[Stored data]
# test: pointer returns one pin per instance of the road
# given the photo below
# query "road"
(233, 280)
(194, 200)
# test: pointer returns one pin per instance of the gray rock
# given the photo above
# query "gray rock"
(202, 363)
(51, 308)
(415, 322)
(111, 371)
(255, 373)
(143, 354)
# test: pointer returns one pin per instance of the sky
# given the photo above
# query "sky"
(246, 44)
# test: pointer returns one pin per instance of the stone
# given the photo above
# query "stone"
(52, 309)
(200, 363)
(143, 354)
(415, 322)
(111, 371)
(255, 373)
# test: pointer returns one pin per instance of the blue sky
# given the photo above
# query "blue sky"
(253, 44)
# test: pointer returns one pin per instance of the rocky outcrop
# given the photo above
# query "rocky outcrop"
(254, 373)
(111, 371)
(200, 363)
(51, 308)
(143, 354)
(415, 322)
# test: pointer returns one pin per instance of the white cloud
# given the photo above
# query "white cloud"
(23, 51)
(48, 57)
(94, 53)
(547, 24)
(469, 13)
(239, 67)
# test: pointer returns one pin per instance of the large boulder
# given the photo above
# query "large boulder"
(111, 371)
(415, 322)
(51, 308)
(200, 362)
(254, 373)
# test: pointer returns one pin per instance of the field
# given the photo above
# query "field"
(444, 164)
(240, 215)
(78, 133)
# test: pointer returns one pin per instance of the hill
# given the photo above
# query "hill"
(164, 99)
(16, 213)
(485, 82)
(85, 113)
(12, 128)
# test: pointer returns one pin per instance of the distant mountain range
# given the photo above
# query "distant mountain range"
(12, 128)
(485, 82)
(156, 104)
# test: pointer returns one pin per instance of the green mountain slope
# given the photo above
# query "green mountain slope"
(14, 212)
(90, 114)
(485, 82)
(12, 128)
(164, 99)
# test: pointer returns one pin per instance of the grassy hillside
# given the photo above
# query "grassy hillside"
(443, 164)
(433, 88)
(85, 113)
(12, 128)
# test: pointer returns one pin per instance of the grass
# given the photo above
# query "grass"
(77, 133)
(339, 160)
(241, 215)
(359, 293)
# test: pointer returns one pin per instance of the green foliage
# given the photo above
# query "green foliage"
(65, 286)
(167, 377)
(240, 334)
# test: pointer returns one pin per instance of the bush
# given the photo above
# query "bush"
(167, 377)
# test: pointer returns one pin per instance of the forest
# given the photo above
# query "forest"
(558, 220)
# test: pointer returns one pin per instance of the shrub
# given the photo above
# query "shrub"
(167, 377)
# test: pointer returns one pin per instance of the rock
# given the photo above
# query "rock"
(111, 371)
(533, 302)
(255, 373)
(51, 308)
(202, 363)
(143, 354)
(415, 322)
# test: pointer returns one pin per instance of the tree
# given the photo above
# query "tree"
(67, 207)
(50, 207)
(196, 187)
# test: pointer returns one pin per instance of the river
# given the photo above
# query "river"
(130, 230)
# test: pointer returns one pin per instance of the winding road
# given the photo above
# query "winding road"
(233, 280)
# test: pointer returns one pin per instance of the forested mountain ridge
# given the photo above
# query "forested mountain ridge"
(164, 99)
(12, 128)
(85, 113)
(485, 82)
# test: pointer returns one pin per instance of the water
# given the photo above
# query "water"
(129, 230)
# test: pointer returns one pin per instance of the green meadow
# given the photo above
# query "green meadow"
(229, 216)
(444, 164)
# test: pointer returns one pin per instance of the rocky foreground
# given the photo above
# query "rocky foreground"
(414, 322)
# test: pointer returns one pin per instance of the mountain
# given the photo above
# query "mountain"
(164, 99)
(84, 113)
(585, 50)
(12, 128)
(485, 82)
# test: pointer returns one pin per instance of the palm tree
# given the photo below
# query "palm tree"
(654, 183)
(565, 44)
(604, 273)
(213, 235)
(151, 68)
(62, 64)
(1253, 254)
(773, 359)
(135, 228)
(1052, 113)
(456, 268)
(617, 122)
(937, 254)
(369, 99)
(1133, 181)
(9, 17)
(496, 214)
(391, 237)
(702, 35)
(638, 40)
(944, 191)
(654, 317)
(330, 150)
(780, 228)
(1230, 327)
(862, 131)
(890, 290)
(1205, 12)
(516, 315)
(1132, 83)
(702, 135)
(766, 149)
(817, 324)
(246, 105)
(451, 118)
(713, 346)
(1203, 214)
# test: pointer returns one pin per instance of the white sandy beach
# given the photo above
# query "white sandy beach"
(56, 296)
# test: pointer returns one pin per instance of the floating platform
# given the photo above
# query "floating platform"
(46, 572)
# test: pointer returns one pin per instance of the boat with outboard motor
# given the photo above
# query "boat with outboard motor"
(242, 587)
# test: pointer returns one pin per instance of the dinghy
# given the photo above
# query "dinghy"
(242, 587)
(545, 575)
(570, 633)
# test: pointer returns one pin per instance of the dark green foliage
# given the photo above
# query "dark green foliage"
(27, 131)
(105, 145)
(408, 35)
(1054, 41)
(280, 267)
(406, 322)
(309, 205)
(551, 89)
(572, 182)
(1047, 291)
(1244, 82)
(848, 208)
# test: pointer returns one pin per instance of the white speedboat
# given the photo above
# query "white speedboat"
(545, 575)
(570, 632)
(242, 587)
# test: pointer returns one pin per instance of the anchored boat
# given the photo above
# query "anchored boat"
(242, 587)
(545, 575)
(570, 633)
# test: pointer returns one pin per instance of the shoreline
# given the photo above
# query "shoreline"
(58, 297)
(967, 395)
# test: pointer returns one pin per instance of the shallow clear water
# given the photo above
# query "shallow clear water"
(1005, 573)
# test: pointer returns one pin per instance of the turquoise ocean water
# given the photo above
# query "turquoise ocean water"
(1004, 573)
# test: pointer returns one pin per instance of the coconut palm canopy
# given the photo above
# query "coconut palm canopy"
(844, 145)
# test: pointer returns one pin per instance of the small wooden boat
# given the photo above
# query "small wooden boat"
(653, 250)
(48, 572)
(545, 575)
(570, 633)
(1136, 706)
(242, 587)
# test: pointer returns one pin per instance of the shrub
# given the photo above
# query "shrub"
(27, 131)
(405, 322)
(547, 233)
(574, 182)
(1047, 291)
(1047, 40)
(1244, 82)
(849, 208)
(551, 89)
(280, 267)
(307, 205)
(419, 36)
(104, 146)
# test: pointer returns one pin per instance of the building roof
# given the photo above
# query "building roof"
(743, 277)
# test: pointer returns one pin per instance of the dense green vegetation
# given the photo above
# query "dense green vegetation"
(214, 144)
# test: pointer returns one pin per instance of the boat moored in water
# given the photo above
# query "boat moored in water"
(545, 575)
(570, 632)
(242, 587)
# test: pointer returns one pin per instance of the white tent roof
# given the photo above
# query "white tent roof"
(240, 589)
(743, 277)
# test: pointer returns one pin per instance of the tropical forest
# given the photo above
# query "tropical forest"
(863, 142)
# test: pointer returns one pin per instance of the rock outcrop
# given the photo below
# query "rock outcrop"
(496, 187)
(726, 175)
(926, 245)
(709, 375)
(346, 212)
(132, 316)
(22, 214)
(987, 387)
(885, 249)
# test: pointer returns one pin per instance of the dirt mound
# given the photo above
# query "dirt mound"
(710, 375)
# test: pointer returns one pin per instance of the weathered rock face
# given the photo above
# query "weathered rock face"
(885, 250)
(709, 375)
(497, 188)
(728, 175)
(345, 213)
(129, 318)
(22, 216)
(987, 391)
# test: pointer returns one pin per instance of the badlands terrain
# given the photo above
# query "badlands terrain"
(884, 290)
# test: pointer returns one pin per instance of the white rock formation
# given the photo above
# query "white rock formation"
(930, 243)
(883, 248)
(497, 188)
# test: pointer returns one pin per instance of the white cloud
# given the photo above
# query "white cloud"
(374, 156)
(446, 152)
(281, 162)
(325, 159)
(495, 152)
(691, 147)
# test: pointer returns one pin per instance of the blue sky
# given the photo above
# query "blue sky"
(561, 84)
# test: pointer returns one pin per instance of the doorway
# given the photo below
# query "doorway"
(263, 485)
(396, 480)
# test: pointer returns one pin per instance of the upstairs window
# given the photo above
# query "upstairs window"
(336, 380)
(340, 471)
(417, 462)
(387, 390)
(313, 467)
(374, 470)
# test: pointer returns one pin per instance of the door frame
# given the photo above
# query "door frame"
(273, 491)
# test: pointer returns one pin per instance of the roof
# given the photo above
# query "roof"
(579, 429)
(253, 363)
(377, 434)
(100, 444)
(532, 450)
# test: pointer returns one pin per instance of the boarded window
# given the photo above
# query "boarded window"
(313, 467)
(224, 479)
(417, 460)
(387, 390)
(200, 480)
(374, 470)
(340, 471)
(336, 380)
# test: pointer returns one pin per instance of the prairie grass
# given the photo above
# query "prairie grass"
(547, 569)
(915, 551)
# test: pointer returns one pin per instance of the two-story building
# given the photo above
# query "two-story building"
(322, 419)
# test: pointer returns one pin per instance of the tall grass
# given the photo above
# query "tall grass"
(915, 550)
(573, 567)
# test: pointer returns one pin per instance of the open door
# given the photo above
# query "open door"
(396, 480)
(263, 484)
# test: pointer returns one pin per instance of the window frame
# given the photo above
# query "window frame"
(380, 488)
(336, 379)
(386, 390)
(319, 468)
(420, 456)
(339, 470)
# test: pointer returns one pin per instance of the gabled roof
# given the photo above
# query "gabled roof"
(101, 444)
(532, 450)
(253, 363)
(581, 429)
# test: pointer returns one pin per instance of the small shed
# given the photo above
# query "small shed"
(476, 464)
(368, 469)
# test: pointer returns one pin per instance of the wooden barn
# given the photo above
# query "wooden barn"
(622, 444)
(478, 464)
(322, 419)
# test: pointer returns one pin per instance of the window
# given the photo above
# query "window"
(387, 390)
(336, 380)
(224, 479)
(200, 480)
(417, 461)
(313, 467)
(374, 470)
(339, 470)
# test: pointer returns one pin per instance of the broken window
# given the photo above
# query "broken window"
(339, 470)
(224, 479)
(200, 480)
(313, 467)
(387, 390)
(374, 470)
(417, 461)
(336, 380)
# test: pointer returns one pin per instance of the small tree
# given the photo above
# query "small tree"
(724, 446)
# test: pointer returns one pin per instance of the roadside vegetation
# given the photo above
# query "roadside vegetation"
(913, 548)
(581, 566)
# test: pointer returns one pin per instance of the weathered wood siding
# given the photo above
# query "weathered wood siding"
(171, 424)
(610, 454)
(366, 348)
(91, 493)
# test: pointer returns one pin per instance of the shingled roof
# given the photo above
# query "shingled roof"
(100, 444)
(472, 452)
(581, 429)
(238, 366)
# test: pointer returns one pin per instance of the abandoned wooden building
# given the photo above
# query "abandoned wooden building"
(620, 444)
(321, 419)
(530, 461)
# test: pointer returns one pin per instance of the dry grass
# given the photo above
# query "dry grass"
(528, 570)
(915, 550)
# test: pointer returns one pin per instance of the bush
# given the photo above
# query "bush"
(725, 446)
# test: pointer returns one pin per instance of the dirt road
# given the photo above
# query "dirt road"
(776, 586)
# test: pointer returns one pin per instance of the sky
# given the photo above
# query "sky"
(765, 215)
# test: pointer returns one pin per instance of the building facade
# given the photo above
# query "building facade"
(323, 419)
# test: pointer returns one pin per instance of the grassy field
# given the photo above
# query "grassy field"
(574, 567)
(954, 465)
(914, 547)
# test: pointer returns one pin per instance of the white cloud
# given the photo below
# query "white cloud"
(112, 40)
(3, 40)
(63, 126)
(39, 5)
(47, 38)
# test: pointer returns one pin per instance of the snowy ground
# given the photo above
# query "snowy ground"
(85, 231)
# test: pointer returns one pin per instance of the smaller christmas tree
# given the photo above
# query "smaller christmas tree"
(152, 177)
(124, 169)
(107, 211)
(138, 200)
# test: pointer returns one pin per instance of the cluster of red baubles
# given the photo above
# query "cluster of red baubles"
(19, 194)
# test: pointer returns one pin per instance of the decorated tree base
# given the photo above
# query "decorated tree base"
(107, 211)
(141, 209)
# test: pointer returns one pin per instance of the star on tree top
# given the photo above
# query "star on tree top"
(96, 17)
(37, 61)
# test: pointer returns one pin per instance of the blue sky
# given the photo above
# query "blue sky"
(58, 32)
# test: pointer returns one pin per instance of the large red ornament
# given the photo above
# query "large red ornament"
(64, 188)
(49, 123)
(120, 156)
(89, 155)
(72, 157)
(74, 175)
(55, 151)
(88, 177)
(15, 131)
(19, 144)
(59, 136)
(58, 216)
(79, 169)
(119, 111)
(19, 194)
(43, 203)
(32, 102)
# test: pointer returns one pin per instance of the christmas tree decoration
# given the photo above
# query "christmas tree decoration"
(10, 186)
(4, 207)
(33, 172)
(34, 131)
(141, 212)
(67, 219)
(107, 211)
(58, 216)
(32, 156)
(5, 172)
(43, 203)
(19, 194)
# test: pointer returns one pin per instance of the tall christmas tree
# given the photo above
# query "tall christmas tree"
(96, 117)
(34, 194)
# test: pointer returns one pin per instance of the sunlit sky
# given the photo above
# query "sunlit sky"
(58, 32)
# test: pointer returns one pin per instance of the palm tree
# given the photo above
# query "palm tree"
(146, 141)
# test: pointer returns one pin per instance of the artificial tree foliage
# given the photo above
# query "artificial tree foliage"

[Your task] Reproduce the lines starting at the one containing "# test: pointer returns one pin per instance of the shoreline" and ending after the one containing "(1005, 573)".

[Full response]
# test: pointer returns one pin per instance of the shoreline
# given the photo above
# query "shoreline"
(58, 297)
(967, 395)
# test: pointer returns one pin per instance of the shallow clear water
# given the photo above
# query "shallow clear water"
(1005, 573)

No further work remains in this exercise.